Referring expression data
┌──
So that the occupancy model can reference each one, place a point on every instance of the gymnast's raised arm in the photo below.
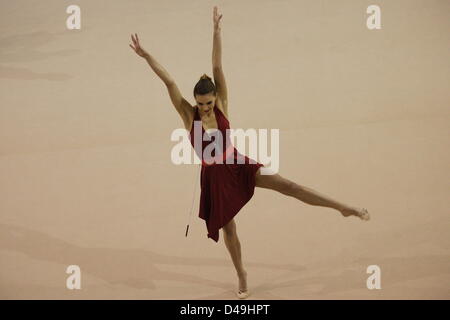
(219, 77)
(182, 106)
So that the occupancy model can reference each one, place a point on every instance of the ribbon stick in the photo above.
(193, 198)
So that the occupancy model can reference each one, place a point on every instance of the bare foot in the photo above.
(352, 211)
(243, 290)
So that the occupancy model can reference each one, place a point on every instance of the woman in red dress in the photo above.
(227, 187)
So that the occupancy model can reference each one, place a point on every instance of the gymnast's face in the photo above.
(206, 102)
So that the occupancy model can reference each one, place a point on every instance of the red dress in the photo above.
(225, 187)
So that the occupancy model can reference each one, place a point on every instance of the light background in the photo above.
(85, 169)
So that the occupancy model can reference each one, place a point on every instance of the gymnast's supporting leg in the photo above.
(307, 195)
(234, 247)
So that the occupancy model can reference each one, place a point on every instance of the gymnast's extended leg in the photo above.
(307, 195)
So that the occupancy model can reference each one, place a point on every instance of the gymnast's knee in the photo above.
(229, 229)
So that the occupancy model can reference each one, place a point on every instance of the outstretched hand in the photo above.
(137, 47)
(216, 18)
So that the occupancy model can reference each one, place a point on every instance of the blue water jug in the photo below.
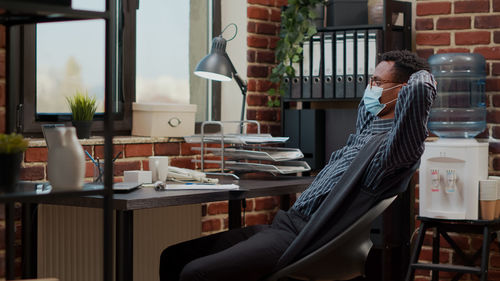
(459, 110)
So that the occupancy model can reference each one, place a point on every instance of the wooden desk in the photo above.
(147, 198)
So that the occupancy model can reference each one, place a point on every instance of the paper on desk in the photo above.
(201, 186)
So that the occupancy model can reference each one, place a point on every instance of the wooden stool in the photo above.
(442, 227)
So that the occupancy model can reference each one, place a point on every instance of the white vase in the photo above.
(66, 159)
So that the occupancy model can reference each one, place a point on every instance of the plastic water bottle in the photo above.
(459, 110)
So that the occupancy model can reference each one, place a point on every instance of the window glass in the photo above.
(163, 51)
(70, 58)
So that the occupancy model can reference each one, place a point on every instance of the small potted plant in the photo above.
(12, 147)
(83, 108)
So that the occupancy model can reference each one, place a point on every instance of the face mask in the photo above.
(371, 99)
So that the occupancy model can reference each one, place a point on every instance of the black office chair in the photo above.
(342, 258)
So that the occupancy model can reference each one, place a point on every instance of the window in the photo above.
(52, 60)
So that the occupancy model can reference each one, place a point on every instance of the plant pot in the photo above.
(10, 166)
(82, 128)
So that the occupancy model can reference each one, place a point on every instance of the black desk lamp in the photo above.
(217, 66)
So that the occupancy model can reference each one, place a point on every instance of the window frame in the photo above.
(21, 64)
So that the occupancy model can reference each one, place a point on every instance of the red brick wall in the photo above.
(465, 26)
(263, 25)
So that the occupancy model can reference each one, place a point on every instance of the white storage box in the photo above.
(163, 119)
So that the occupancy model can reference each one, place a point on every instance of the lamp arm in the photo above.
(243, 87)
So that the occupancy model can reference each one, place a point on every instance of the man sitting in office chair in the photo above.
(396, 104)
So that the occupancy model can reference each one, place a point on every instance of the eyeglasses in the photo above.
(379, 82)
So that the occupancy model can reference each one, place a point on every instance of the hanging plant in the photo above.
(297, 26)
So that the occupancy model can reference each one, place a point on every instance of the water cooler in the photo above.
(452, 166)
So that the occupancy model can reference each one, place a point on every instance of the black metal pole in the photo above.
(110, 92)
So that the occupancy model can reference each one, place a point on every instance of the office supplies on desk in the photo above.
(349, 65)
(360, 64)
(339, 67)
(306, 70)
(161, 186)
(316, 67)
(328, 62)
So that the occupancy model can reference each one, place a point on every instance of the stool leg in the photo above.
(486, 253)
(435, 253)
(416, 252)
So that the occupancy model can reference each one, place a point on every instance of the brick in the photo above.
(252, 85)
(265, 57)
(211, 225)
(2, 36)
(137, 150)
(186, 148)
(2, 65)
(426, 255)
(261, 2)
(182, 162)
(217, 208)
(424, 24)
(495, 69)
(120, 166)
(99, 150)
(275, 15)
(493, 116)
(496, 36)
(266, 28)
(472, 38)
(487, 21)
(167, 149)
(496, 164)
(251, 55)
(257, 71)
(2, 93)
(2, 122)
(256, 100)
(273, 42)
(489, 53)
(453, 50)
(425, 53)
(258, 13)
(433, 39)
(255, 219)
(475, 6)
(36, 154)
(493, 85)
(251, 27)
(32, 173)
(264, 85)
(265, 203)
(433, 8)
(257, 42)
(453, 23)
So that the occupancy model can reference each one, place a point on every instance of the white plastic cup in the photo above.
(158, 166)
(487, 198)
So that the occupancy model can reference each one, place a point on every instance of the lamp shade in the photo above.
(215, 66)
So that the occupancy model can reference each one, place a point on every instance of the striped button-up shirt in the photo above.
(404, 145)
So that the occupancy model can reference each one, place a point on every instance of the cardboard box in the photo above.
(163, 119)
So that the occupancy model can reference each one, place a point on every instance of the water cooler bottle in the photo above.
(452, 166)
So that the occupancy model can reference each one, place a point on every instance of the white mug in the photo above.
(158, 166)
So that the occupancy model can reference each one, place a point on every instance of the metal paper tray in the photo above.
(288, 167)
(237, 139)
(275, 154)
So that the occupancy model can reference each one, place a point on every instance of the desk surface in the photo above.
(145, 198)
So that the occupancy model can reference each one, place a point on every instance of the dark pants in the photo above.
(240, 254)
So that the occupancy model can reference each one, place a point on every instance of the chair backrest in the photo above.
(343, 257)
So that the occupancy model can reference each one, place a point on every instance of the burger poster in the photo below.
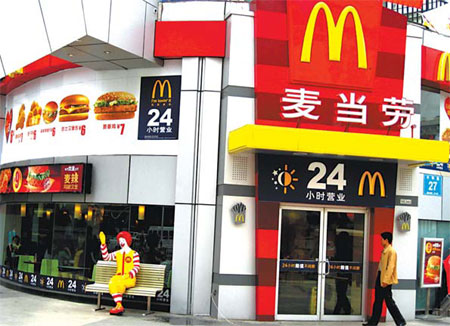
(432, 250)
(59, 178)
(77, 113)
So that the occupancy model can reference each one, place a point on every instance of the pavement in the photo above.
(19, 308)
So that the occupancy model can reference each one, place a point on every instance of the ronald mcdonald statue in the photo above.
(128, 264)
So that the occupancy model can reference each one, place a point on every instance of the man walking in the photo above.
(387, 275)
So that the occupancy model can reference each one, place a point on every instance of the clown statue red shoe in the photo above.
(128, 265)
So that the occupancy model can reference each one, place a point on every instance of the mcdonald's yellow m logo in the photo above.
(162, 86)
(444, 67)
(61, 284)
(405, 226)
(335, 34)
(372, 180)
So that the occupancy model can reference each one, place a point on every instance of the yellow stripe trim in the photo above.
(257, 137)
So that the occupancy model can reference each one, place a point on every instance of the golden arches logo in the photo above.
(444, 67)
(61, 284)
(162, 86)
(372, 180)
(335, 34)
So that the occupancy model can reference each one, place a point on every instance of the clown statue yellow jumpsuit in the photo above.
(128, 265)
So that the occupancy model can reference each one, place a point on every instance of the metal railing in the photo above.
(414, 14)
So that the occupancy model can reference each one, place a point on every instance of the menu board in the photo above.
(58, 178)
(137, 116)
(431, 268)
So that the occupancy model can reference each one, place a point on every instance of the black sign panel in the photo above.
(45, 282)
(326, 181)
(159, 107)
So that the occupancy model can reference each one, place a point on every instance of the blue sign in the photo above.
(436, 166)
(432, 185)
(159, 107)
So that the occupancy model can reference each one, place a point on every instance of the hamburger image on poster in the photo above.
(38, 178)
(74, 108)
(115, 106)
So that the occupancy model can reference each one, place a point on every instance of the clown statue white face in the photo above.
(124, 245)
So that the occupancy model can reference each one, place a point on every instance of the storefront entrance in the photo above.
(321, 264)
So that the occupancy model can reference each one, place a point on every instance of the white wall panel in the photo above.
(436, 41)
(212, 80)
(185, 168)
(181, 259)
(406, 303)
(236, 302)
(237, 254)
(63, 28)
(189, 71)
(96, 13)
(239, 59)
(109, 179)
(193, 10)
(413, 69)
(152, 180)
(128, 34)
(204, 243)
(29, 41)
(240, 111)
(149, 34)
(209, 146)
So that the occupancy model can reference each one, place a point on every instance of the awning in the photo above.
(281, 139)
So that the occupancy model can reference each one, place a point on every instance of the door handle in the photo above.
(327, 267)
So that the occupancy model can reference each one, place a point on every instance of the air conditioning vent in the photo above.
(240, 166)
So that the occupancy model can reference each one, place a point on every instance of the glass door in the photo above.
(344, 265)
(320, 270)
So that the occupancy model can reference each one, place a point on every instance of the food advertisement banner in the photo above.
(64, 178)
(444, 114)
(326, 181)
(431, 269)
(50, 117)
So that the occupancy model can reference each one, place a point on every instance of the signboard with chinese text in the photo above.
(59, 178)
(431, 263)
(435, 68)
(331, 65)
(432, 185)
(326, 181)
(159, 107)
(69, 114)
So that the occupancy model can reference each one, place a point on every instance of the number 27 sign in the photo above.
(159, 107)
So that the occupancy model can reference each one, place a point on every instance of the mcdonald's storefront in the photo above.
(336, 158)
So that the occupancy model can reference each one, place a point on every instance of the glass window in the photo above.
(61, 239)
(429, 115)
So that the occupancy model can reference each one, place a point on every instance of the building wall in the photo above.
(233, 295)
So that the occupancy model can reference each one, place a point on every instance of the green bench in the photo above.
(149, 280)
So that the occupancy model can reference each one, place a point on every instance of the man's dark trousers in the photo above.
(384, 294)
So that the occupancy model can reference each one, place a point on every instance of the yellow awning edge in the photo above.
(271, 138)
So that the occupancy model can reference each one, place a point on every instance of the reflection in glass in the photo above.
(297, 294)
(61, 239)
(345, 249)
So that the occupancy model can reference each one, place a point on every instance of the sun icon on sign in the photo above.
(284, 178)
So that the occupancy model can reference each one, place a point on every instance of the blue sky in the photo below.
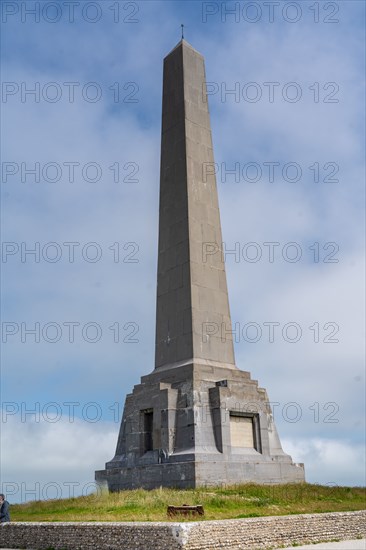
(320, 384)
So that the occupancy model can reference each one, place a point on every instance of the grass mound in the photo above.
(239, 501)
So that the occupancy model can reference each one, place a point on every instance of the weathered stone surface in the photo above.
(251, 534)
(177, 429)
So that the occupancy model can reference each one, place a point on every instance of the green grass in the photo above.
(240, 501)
└──
*Problem description*
The answer must contain only the lines from the one with "stone surface in the photo above." to the end of the entries above, each written out exactly.

*Exercise answer*
So that the occupancy model can reference each one, place a point on every instance of the weathered stone surface in the photo above.
(251, 534)
(177, 429)
So that the occupancy model can reference each one, place a point on every instance of the green grass in the photo above.
(240, 501)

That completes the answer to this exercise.